What is asked =
#1 Answer these questions about the 100-Mile Diet article:
(a) On what date was the article published?
(b) What name do the authors choose to call the place they are headed?
(c) How long have the authors been staying in the homestead shack?
#2 Carry on the article about the 100-Mile Diet in northern British Columbia from where it stops, keeping its voice.

Passage =
===

Life

A Tyee Series

The 100-Mile Diet Goes North

Wish you were here.

By J.B. MacKinnon and Alisa Smith, 23 Aug 2005, TheTyee.ca

BlackBerries

To be honest, we thought we’d cut ourselves some slack. We were going to northern British Columbia, for god’s sake. We could hardly be expected to stick to some monkish vow to eat only those foods produced in a hundred-mile radius. Environmental sustainability would, like us, be taking a summer holiday.

Where are we headed exactly? Let’s call it Devil’s Elbow, B.C., which is, in fact, one of its names. It’s not quite a ghost town (population: 1), but you’d agree with that description if you heard some of the noises that haunt the 80-year-old homestead shack we’ve been in for a month. The place is like a visit to the doomsayers’ version of the End of Oil: no road access, no power, no sewage, no cell signal, no running water except for a glacial river. I think we could be forgiven for fudging our 100-Mile Diet rules. I haven’t used toilet paper for weeks (ah, the double-ply softness of thimbleberry leaves); surely I could allow myself a couple bags of Californian granola.

===

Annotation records
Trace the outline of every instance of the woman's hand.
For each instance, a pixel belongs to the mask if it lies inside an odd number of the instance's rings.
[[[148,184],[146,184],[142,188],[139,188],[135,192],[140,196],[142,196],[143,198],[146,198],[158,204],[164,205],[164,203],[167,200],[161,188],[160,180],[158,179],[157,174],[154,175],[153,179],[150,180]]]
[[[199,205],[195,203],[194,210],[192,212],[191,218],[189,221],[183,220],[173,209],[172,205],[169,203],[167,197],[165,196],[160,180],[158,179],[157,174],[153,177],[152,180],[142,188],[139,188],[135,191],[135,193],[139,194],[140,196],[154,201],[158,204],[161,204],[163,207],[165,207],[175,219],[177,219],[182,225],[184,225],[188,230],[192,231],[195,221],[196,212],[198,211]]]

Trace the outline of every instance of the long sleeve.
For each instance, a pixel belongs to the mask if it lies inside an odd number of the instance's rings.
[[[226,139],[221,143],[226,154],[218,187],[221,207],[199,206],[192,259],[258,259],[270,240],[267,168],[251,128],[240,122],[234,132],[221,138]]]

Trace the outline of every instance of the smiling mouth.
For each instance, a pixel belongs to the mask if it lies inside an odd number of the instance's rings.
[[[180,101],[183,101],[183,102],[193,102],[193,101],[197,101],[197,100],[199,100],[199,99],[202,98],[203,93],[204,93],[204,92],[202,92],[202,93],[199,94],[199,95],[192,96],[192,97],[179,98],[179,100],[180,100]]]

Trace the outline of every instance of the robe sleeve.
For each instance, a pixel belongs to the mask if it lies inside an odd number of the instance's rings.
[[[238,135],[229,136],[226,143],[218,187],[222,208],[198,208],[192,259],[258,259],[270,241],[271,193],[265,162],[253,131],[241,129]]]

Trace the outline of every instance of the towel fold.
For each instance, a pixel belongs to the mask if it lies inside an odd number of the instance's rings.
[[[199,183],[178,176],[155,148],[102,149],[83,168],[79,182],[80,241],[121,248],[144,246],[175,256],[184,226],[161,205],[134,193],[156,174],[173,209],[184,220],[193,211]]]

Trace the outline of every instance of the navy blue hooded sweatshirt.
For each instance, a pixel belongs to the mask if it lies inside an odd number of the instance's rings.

===

Responses by task =
#1
(a) 23 Aug 2005
(b) Devil's Elbow, B.C.
(c) A month

#2
What has amazed us, though, is just how achievable a 100-Mile Diet actually is here on the 55th parallel -- and beyond. There is tendency, south of 50_, to imagine everything north of the Lower Mainland and Okanagan (they make wine there, right?) as a hinterland of thick forest, early frost, and people who prefer shooting road signs to planting vegetable gardens. Well, witness these two markets. Nothing we’ve seen in Vancouver can compare. No, you can’t get on-site massage or hand-blended chakra-aligning teas, but you can get an incredible supply of good, real food. As a rule, it is both cheap and enormous -- cabbages larger than your head, lettuce leaves like serving platters, shrubs of local herbs. (At a farmgate stop in the Kispiox Valley, everything we bought was the biggest we’d ever seen, from greens to beans to berries). Farmers themselves, in varieties from German to Tsimshian to former-Vancouverite, point to the rich alluvial soil, rainforest rain, and 20-hour summer days. Others hint at ancient deposits of sasquatch nightsoil.

Devil’s bounty

The fact is, we found more at these “northern” markets than we have in Vancouver. There is, however, the same sense that most of the shopping is done elsewhere. One woman was surprised to find “young people” buying her beet greens; two Portuguese-Canadian farmers simply could not believe I knew how to cook favas. As with everywhere else, the Save-Ons and Safeways do brisk business in organic apples from New Zealand (really -- we checked) and processed foods while the freshest market produce imaginable fades into a kind of quaint remnant economy.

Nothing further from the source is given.